● **Task instructions**
A verbatim copy of every entry is required.

● **Data to process**
___
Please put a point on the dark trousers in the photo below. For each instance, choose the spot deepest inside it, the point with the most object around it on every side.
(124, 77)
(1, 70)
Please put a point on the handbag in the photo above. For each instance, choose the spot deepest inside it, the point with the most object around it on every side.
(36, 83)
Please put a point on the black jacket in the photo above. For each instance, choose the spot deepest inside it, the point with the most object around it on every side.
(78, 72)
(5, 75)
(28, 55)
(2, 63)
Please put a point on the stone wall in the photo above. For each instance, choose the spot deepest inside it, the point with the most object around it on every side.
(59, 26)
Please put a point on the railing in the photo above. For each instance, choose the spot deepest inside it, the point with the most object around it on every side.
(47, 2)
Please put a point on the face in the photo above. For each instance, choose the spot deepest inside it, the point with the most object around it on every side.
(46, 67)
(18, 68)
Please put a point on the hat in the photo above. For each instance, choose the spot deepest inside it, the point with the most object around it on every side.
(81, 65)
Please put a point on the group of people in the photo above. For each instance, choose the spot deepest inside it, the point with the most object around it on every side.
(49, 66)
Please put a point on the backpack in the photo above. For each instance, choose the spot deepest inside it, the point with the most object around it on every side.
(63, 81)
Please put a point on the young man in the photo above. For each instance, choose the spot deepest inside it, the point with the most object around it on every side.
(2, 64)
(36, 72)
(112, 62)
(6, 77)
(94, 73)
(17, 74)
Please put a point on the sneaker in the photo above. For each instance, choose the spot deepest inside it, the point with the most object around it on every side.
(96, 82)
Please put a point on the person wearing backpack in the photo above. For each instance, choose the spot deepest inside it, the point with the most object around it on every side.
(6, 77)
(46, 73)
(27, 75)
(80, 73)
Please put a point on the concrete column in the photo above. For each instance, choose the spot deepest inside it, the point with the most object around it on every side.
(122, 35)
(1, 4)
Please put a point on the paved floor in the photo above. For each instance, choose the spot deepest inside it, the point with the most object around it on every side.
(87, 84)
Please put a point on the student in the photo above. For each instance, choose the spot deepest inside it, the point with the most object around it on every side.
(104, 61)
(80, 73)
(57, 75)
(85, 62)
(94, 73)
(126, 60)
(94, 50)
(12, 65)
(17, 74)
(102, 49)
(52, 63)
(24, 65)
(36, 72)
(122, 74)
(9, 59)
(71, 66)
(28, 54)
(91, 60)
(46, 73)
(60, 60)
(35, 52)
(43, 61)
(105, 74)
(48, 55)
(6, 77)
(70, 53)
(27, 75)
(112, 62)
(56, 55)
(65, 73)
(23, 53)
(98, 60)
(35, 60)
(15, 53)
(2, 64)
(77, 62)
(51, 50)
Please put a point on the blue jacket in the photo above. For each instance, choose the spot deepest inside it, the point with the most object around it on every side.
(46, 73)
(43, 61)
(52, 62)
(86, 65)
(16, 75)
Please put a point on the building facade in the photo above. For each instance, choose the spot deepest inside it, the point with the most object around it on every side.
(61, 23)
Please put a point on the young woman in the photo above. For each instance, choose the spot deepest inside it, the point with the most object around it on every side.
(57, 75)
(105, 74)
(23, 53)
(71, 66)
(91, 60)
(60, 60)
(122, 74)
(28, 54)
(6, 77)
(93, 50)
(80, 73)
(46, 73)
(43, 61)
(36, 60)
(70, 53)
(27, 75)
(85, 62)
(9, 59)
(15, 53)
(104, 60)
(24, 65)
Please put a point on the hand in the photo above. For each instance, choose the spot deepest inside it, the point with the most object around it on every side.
___
● **Task result**
Please put a point on the dark trousers in the photo below. For each instance, choose the spot deepest inside it, the point with the most object around it on every side.
(124, 77)
(1, 70)
Please put a point on the handbag in the photo above. For each instance, choose the spot deepest inside it, the point with the most object around it on every side.
(36, 83)
Please put a point on the black jacket in the photo above. For each instance, choose the spot deepest inside it, the point with the most object around it on every side.
(78, 72)
(5, 75)
(28, 55)
(2, 63)
Please put a point on the stone wall in the photo above. For each instance, choose the spot deepest inside it, the point with the most object around it on every side.
(59, 26)
Please put a point on the railing in the photo above. For each instance, choose the spot deepest inside it, the point with the most object around it on every side.
(47, 2)
Please put a point on the face in the photo above. For each instance, choose the spot deepest inside it, the point with the most object around it on every side.
(46, 67)
(18, 68)
Please put a point on the hat in the photo above. For each instance, choose the spot deepest inside it, the point with the most object around it on every side.
(81, 65)
Please put a point on the group of people in the photo above. For each instance, choose the spot deepest inside it, the point with the most object around it on every side.
(49, 66)
Please put a point on the backpack in the photo above. For each instance, choose the spot deepest inside it, the point with the most object around it on every side.
(63, 81)
Please put a point on the young man in the photo above. For each instance, choose the spot deepest inside it, the point with the most object around it on every side.
(2, 64)
(36, 72)
(112, 62)
(6, 77)
(94, 73)
(17, 74)
Please put a point on the sneaker in the photo above. For each instance, choose the spot deepest inside it, the point with the most object around it on every side.
(96, 82)
Please put a point on the person wearing backpack in the photo above. For each instance, choose the spot deepest inside it, the point with the most object around it on every side.
(6, 77)
(46, 73)
(27, 75)
(80, 73)
Please put a point on the concrete column in the photo above. For each instance, choose the spot deepest inside it, the point with the most object around it on every side.
(122, 35)
(1, 4)
Please put a point on the paved floor in the photo above. For each instance, choose the spot deepest inside it, the point with the most object around it on every side.
(87, 84)
Please put a point on the student in the photo above. For each instance, choose the spot deepest inside it, the point with the most object around it on every side.
(104, 61)
(80, 73)
(57, 75)
(85, 62)
(94, 73)
(126, 60)
(94, 50)
(12, 65)
(17, 74)
(102, 49)
(52, 63)
(24, 65)
(36, 72)
(122, 74)
(9, 59)
(71, 66)
(28, 54)
(91, 60)
(46, 73)
(60, 60)
(35, 52)
(43, 61)
(105, 74)
(48, 55)
(6, 77)
(70, 53)
(27, 75)
(112, 62)
(56, 55)
(65, 73)
(23, 53)
(98, 60)
(35, 60)
(15, 53)
(2, 64)
(77, 62)
(51, 50)
Please put a point on the blue jacket in the photo above. For each instance, choose the spot deepest inside it, the point with the most object around it on every side.
(46, 73)
(43, 61)
(52, 62)
(86, 65)
(16, 75)
Please put a point on the building facade in the photo above. For each instance, choose the spot deepest inside it, the point with the most object around it on every side.
(61, 23)
Please put a point on the young woman in the photo above. For each instance, choose the spot deepest inside it, the point with the most object around it on every side.
(57, 75)
(105, 74)
(23, 53)
(71, 66)
(91, 60)
(60, 60)
(122, 74)
(28, 54)
(6, 77)
(93, 50)
(80, 73)
(46, 73)
(43, 61)
(36, 60)
(70, 53)
(27, 75)
(85, 62)
(9, 59)
(15, 53)
(104, 60)
(24, 65)
Please put a point on the hand in the photo above. For each instance, choose the spot deepest inside it, the point with the most object around it on every side.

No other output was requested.